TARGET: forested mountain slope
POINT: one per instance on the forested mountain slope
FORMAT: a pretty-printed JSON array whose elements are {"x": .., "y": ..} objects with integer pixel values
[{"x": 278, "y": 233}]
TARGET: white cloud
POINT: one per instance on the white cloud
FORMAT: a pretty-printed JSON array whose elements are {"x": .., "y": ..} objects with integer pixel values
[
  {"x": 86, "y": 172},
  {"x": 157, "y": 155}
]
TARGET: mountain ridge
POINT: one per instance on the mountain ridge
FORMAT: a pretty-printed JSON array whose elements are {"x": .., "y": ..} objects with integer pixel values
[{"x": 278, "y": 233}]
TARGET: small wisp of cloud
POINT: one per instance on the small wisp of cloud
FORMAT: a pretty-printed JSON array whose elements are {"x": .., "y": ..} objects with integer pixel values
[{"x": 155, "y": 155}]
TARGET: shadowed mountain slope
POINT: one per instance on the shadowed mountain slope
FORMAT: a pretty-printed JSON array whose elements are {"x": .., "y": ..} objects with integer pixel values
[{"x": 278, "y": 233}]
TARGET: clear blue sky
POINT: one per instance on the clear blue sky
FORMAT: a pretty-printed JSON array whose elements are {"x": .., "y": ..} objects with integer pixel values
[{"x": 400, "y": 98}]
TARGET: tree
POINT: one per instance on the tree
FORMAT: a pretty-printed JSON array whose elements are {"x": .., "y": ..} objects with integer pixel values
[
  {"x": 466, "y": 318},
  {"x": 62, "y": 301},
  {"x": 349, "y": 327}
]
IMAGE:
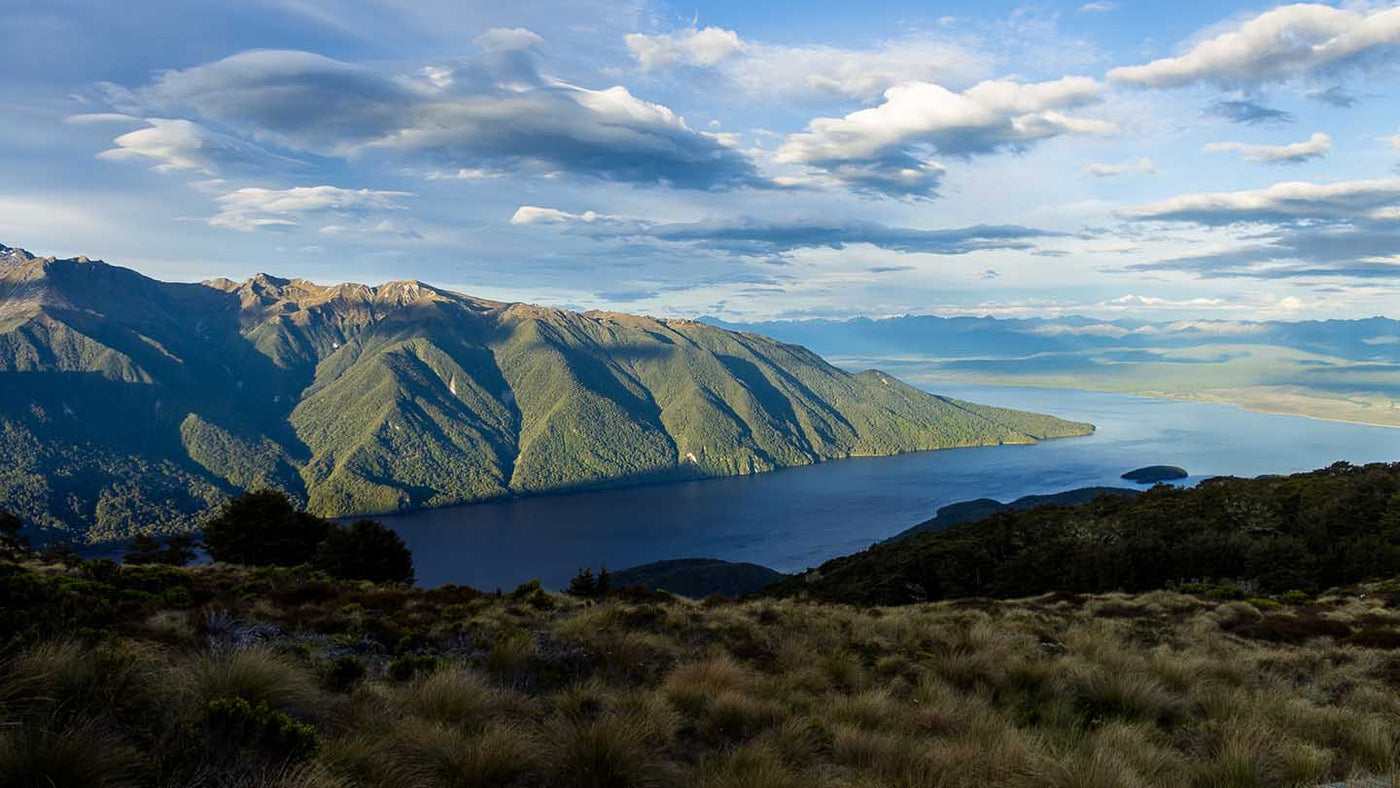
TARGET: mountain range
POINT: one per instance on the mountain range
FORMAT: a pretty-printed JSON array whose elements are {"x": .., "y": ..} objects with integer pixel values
[
  {"x": 129, "y": 402},
  {"x": 1337, "y": 370},
  {"x": 1371, "y": 339}
]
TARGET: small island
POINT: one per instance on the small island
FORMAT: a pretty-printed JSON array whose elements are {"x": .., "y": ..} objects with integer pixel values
[{"x": 1154, "y": 473}]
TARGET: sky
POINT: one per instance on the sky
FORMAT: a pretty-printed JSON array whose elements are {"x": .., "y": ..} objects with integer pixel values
[{"x": 1116, "y": 158}]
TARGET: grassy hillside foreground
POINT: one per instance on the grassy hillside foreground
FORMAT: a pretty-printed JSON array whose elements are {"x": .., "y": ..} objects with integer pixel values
[{"x": 224, "y": 676}]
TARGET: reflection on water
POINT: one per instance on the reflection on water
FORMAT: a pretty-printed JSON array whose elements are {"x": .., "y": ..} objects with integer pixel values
[{"x": 797, "y": 518}]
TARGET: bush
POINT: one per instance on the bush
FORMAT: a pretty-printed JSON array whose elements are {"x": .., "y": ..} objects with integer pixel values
[
  {"x": 366, "y": 550},
  {"x": 11, "y": 536},
  {"x": 261, "y": 727},
  {"x": 345, "y": 673},
  {"x": 263, "y": 528},
  {"x": 588, "y": 585},
  {"x": 143, "y": 549},
  {"x": 410, "y": 665}
]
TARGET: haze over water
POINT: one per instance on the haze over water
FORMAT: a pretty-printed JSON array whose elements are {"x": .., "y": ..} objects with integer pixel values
[{"x": 797, "y": 518}]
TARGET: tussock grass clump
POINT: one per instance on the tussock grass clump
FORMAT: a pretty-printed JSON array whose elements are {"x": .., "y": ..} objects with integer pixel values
[
  {"x": 459, "y": 697},
  {"x": 499, "y": 756},
  {"x": 357, "y": 685},
  {"x": 79, "y": 756},
  {"x": 255, "y": 675}
]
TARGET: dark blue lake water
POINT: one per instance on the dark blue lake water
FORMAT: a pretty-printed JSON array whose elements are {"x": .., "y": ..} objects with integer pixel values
[{"x": 797, "y": 518}]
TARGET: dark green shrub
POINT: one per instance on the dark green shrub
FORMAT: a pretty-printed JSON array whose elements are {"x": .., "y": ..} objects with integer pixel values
[
  {"x": 588, "y": 585},
  {"x": 11, "y": 535},
  {"x": 153, "y": 578},
  {"x": 261, "y": 727},
  {"x": 584, "y": 584},
  {"x": 366, "y": 550},
  {"x": 143, "y": 549},
  {"x": 178, "y": 552},
  {"x": 345, "y": 672},
  {"x": 263, "y": 528},
  {"x": 410, "y": 665}
]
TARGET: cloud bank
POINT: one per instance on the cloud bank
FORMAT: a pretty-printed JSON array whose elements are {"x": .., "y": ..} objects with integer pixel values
[
  {"x": 763, "y": 237},
  {"x": 1295, "y": 153},
  {"x": 494, "y": 112},
  {"x": 1281, "y": 44},
  {"x": 885, "y": 149}
]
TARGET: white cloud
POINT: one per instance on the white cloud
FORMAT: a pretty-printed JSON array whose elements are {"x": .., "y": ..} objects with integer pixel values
[
  {"x": 1277, "y": 45},
  {"x": 760, "y": 237},
  {"x": 765, "y": 69},
  {"x": 536, "y": 214},
  {"x": 690, "y": 46},
  {"x": 1295, "y": 153},
  {"x": 1143, "y": 165},
  {"x": 86, "y": 118},
  {"x": 494, "y": 112},
  {"x": 1281, "y": 202},
  {"x": 256, "y": 207},
  {"x": 172, "y": 144},
  {"x": 885, "y": 149},
  {"x": 508, "y": 39}
]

**********

:: Task ::
Quote the records above in full, dropping each picture.

:: Written response ::
TARGET: forested mountain slope
POINT: one per instance on the forested mountain slope
FORMAT: a pretty-printed JSON array whose elements are {"x": .., "y": ..} objects with integer pixel values
[{"x": 278, "y": 233}]
TARGET: white cloud
POINT: one per instance on the white cloud
FORMAT: a pretty-printed JSON array whose elements are {"x": .., "y": ..} objects with integer pixel values
[
  {"x": 86, "y": 172},
  {"x": 157, "y": 155}
]
TARGET: mountain ridge
POINT: one per instance on the mountain ridge
FORMAT: a pretty-printed JSON array whose elements are {"x": .., "y": ..} objects with integer pixel values
[{"x": 278, "y": 233}]
TARGET: small wisp of cloud
POINT: one per instance on the small wisp of cloud
FORMAT: a pretty-printed JSON array whose elements are {"x": .., "y": ..} objects with integer pixel values
[{"x": 155, "y": 155}]
TARGET: shadowed mountain slope
POINT: one per instance on the shadowed mountain slope
FORMAT: a pretty-printed JSON array whose elements are {"x": .., "y": ..} objects with integer pixel values
[{"x": 278, "y": 233}]
TARGET: clear blue sky
POINT: one per instance on the clear blue sky
FORMAT: a pretty-printed JSON array whose elements are {"x": .., "y": ..} objects with integer pixel values
[{"x": 400, "y": 98}]
TARGET: tree
POINT: one per instance on the tree
FORMAT: a pretty-printed JSON array whose elements are {"x": .., "y": ..} objects with integer pixel values
[
  {"x": 466, "y": 318},
  {"x": 62, "y": 301},
  {"x": 349, "y": 327}
]
IMAGE:
TARGET: mountain range
POINT: one per instance on the mountain range
FORMAT: a pretty-printed JSON array whose elements are {"x": .., "y": ..} objects with integer pixel values
[
  {"x": 129, "y": 402},
  {"x": 1337, "y": 370},
  {"x": 1371, "y": 339}
]
TARGET: small island
POINT: one per instance on the small island
FORMAT: a pretty-printed JSON array whose elements are {"x": .., "y": ..} objects with integer pixel values
[{"x": 1154, "y": 473}]
TARGET: sky
POINT: one per instance on the sky
FORMAT: a pretty-printed JSON array whose elements are {"x": .., "y": ..} objects with integer pixel values
[{"x": 1116, "y": 158}]
TARGET: grassy hillside foreground
POINT: one per instance on the grassy hillside foreground
FORMAT: a pretty-printed JSON array whose elements are {"x": .., "y": ..} objects with integer pixel values
[{"x": 224, "y": 676}]
TARGET: reflection on water
POINT: one per instance on the reflection on water
FORMAT: a pretty-printed JSON array whose elements are {"x": .., "y": ..} objects with integer pixel values
[{"x": 797, "y": 518}]
TARGET: bush
POINT: one per instance on the bush
FORMAT: a pretty-printed JSON array whose elements are {"x": .., "y": ..} objects with integer pixel values
[
  {"x": 366, "y": 550},
  {"x": 11, "y": 536},
  {"x": 261, "y": 727},
  {"x": 345, "y": 673},
  {"x": 263, "y": 528},
  {"x": 588, "y": 585},
  {"x": 143, "y": 549},
  {"x": 410, "y": 665}
]
TARGET: haze over water
POINT: one per instance on the haze over water
FORMAT: a pretty-printed JSON array whose elements are {"x": .., "y": ..} objects with integer pixel values
[{"x": 797, "y": 518}]
TARGET: tussock grass clump
POINT: one per instance on the tussock grass clump
FORMAT: a pretty-printed JSON array whose elements are {"x": .., "y": ..} objects with integer pixel values
[
  {"x": 459, "y": 697},
  {"x": 499, "y": 756},
  {"x": 357, "y": 685},
  {"x": 79, "y": 756},
  {"x": 255, "y": 675}
]
TARGET: dark blue lake water
POINT: one per instance on the dark blue lake water
FORMAT: a pretty-printed JSON array whose elements are {"x": .., "y": ..} objects with integer pixel values
[{"x": 797, "y": 518}]
TARGET: dark green shrub
POINT: one per instance on the dark green shrub
FORMAT: a pretty-printed JSON array whose elements are {"x": .., "y": ..} objects with integer pixel values
[
  {"x": 588, "y": 585},
  {"x": 11, "y": 535},
  {"x": 153, "y": 578},
  {"x": 261, "y": 727},
  {"x": 584, "y": 584},
  {"x": 366, "y": 550},
  {"x": 143, "y": 549},
  {"x": 178, "y": 552},
  {"x": 345, "y": 672},
  {"x": 263, "y": 528},
  {"x": 410, "y": 665}
]
TARGET: cloud bank
POINT: one per instance on the cloud bank
FORMAT: a pretty-printed JSON array whose elements are {"x": .., "y": ..} objects with integer pixel values
[
  {"x": 763, "y": 237},
  {"x": 1295, "y": 153},
  {"x": 494, "y": 112},
  {"x": 1281, "y": 44},
  {"x": 885, "y": 149}
]
TARGET: white cloud
POINT: one per instance on the white cloud
FORMAT: a pretty-printed JSON array whose elements are {"x": .., "y": ..} objects with integer pixel values
[
  {"x": 1277, "y": 45},
  {"x": 760, "y": 237},
  {"x": 765, "y": 69},
  {"x": 536, "y": 214},
  {"x": 690, "y": 46},
  {"x": 1295, "y": 153},
  {"x": 1143, "y": 165},
  {"x": 86, "y": 118},
  {"x": 494, "y": 112},
  {"x": 1281, "y": 202},
  {"x": 256, "y": 207},
  {"x": 172, "y": 144},
  {"x": 885, "y": 149},
  {"x": 508, "y": 39}
]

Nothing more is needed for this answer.